DATA FOR PROCESSING:

=-=-=-=-=

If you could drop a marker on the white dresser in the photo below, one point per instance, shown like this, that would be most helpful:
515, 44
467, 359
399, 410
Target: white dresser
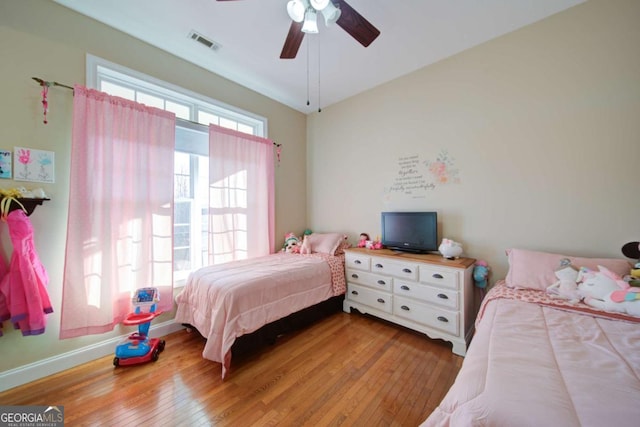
423, 292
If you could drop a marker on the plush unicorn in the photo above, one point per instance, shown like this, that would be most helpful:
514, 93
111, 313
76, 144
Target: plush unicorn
605, 290
566, 286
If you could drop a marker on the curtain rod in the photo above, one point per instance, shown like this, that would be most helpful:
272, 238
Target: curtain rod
49, 84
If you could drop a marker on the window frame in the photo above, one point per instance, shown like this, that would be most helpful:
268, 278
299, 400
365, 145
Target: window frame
99, 70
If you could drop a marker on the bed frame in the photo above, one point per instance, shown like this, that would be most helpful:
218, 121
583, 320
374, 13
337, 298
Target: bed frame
269, 333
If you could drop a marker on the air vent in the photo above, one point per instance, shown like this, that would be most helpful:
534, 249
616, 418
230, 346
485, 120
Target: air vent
194, 35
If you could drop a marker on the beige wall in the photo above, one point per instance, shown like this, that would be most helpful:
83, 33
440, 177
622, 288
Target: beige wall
543, 127
40, 38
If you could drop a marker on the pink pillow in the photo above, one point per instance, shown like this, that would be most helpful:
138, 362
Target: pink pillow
326, 243
535, 270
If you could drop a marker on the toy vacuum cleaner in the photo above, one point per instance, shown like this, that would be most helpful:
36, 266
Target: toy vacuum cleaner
138, 347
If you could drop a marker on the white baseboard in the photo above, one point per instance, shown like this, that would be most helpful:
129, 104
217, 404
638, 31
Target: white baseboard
42, 368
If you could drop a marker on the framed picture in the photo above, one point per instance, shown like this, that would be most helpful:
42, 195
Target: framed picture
33, 165
5, 164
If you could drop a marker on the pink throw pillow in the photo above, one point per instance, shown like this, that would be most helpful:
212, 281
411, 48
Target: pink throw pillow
325, 243
536, 270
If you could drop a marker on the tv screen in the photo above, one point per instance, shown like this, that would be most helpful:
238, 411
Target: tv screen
410, 231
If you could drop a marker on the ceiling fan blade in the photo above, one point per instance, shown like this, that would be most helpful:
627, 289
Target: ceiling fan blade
293, 41
355, 24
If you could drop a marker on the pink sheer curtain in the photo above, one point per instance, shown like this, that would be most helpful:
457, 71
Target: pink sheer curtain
241, 195
120, 225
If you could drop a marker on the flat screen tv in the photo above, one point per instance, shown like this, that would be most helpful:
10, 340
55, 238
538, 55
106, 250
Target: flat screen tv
410, 231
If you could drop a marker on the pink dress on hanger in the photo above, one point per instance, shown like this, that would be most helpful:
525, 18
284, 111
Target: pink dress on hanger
24, 285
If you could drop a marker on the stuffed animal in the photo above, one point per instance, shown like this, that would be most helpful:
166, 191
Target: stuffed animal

=-=-=-=-=

PROBLEM REQUIREMENTS:
Exactly as written, give again every line from the one containing "If you could drop a marker on the flat" through the last line of the material above, and no other lines.

THE REPLY:
If you could drop a marker on the flat screen tv in the photo above, one point per instance, shown like this, that would be most helpful:
10, 340
55, 238
538, 55
106, 250
Target: flat screen tv
410, 231
If you could drop a marker on the pink dress on hanger in the photo above, one point per instance, shown like this, that would be most helpful:
525, 18
284, 111
Target: pink dress on hanger
24, 285
If you could drop a marker on the stuffed animal in the photo above, one point per instance, shown like this, that would be most helpful:
166, 191
Target: stuffed animal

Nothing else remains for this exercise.